[Start of Attachment]
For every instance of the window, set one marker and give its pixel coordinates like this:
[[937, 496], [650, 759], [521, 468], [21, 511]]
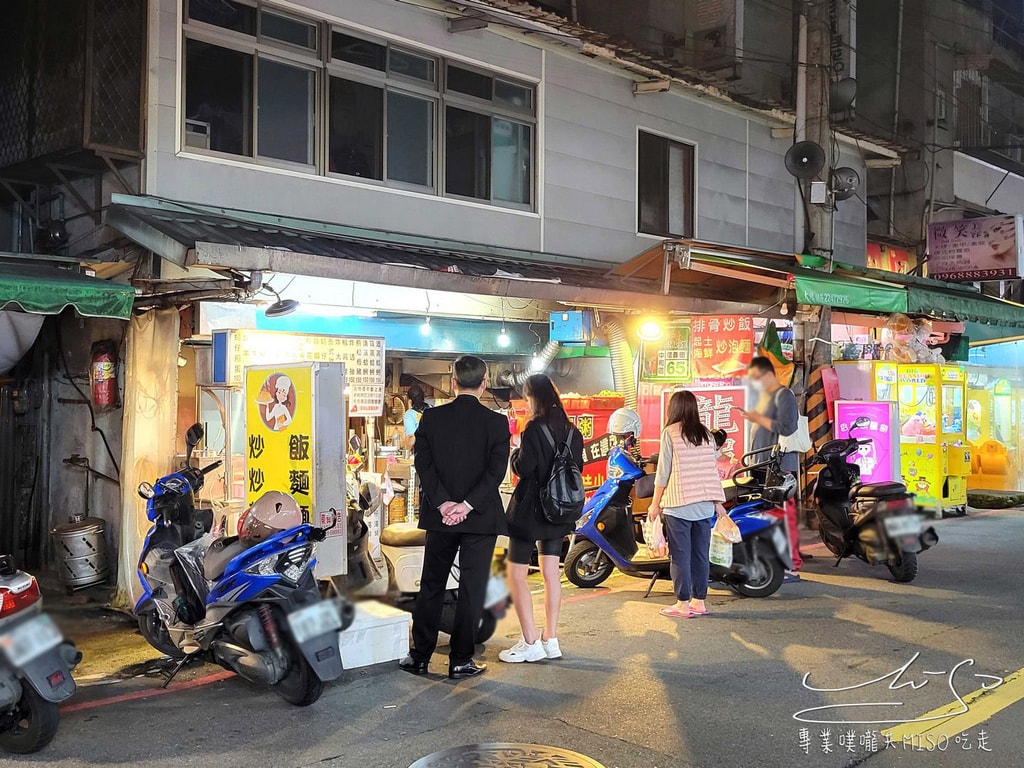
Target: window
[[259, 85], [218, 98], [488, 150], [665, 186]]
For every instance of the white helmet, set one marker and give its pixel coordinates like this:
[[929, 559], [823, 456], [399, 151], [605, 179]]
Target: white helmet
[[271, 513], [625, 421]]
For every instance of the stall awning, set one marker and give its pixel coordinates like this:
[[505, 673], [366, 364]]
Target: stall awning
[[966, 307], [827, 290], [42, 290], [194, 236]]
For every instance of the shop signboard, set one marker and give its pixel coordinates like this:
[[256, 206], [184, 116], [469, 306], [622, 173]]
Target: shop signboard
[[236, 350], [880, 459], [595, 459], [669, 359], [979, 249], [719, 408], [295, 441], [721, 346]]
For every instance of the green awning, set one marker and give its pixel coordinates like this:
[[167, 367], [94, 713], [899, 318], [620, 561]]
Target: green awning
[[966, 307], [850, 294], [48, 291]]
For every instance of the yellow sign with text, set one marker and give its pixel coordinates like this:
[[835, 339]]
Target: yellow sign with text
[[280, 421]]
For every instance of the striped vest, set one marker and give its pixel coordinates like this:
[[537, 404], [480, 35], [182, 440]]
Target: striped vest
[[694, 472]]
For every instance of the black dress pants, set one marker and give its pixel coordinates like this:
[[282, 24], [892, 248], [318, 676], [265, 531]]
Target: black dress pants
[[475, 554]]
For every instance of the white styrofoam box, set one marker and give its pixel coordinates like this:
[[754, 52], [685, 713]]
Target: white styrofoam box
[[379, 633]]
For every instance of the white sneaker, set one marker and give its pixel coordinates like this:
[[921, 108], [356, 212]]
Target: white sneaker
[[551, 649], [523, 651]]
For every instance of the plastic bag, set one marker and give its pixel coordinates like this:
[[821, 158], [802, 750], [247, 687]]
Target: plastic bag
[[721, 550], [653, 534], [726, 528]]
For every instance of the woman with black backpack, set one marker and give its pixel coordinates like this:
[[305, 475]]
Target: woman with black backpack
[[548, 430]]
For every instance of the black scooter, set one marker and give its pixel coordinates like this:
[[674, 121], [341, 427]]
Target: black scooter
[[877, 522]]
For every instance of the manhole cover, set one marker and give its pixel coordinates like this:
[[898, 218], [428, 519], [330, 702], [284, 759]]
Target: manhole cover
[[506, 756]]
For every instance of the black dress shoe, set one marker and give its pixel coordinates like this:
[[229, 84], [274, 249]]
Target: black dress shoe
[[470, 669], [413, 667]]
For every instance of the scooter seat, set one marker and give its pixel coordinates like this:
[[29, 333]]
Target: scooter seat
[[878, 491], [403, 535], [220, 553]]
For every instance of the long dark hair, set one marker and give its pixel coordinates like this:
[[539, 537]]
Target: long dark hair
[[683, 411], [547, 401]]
[End of Attachment]
[Start of Attachment]
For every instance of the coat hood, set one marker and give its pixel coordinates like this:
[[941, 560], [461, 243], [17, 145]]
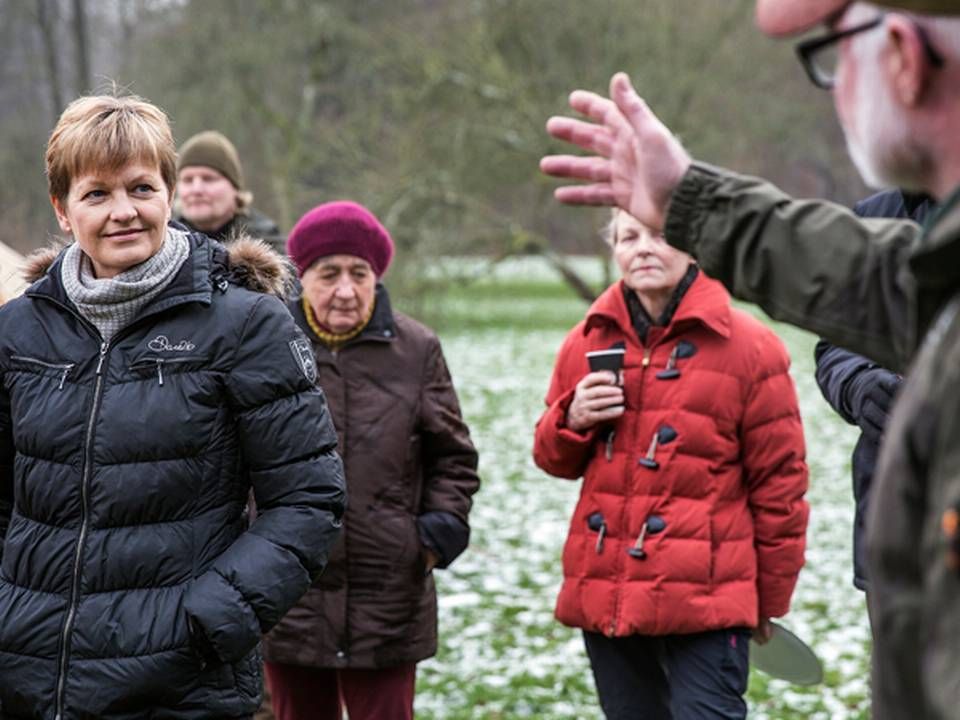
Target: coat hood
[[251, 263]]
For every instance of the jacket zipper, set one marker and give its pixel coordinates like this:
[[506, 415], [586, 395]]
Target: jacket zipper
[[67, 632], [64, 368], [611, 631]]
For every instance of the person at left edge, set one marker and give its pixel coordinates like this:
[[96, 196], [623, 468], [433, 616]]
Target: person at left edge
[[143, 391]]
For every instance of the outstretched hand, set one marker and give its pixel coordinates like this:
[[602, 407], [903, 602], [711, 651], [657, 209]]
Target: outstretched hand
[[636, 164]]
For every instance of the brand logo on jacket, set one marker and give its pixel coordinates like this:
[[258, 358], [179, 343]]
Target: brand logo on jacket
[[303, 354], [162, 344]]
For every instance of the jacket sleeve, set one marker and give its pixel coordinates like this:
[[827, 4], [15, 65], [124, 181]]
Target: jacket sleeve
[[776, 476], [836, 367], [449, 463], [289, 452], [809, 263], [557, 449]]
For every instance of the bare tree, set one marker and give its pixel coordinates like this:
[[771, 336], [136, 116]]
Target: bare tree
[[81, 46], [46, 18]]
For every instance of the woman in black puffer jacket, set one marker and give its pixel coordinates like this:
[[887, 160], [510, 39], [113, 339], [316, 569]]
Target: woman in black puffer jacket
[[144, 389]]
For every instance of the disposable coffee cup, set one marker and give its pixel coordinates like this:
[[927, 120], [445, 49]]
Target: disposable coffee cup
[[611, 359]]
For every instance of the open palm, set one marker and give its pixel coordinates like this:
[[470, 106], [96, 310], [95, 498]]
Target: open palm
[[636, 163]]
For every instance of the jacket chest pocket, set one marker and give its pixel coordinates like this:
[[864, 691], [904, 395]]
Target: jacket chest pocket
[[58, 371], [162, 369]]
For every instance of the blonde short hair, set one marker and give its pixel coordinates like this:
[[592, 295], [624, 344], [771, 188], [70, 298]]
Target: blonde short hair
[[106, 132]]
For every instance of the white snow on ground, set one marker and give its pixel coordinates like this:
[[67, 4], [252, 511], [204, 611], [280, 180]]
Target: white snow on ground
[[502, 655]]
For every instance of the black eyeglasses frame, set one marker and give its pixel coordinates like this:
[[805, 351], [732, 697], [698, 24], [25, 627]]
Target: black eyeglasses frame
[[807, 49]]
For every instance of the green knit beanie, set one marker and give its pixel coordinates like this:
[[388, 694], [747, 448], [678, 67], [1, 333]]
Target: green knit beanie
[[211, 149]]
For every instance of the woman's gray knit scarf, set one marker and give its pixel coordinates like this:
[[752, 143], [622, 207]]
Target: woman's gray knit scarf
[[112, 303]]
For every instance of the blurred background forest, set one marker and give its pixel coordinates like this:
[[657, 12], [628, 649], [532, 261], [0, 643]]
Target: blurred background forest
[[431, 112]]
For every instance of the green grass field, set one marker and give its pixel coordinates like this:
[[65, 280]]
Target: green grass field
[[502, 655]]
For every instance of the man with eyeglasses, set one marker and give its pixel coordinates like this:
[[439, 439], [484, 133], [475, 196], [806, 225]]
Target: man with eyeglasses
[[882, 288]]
[End of Attachment]
[Start of Attachment]
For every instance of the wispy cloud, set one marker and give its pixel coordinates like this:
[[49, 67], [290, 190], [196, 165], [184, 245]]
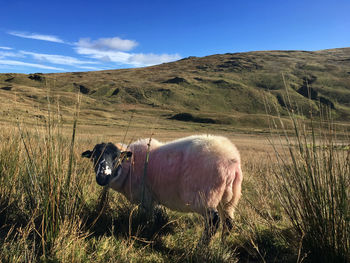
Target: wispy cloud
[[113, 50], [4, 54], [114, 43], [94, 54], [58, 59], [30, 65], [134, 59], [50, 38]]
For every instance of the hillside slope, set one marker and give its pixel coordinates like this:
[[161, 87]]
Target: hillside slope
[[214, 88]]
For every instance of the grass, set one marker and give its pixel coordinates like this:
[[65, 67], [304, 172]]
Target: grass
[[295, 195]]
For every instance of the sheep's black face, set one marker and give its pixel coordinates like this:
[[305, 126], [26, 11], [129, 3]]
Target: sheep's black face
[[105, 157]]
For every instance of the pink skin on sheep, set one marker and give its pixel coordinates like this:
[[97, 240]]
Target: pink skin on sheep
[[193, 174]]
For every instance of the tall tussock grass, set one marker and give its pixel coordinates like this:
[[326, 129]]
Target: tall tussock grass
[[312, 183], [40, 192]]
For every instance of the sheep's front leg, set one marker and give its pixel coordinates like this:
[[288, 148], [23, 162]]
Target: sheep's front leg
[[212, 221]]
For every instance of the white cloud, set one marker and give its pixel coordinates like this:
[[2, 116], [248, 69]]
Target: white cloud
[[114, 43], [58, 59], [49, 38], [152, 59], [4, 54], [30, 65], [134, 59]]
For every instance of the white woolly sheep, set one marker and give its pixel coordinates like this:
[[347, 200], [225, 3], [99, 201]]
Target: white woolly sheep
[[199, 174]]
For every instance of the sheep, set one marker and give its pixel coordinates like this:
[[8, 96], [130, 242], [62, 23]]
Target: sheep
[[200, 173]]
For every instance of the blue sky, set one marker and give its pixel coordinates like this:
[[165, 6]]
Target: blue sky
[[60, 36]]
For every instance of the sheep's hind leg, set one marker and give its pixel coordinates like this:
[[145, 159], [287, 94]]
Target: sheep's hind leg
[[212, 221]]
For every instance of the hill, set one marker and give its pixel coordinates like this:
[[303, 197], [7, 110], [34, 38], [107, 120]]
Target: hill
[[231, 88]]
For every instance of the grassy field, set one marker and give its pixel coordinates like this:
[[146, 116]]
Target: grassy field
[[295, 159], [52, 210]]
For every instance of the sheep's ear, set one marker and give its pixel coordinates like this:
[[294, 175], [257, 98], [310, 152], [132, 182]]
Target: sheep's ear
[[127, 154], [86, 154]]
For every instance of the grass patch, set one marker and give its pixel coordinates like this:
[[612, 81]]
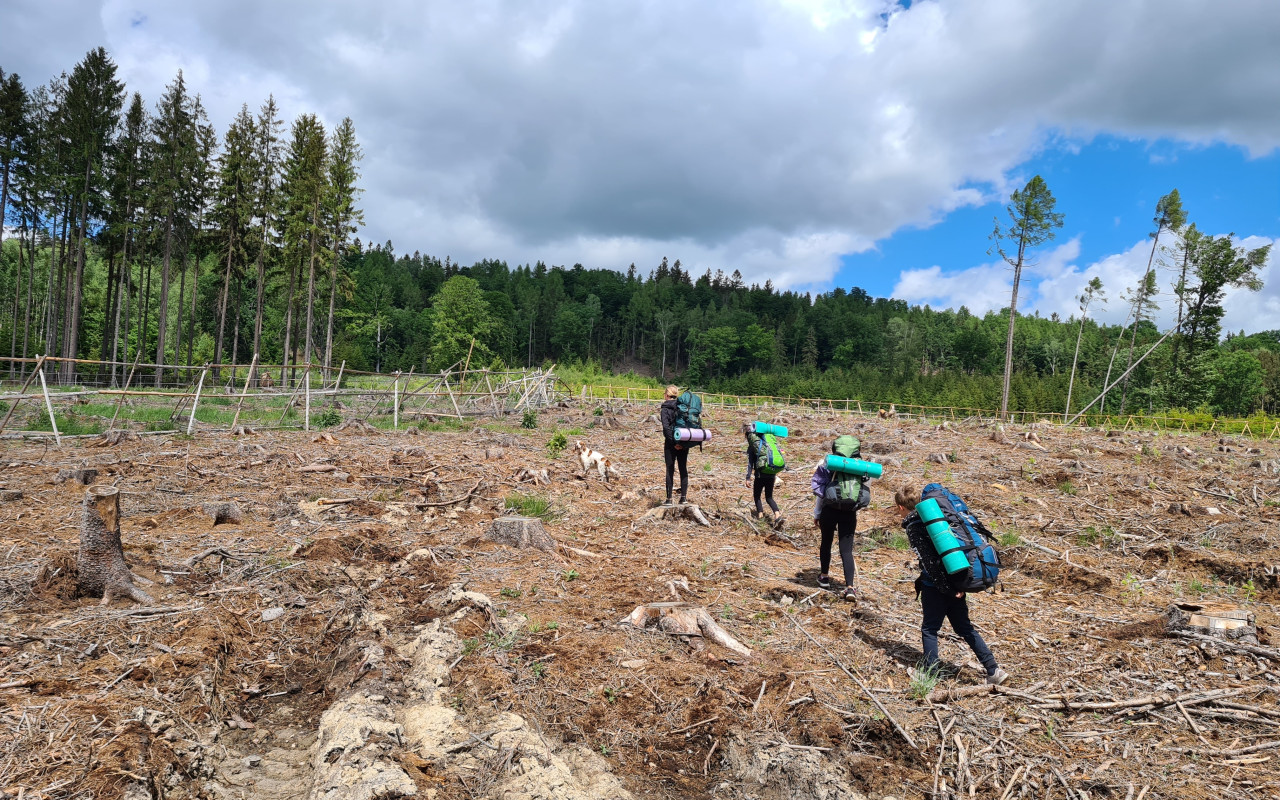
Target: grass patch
[End of Attachment]
- [ASSIGNMENT] Your task is to find every line above containing the word "patch" and copy it.

- [YOUR RESPONSE]
For every instance of the grass patch, set one marker and give its pixel coordinates like this:
Target: grass patch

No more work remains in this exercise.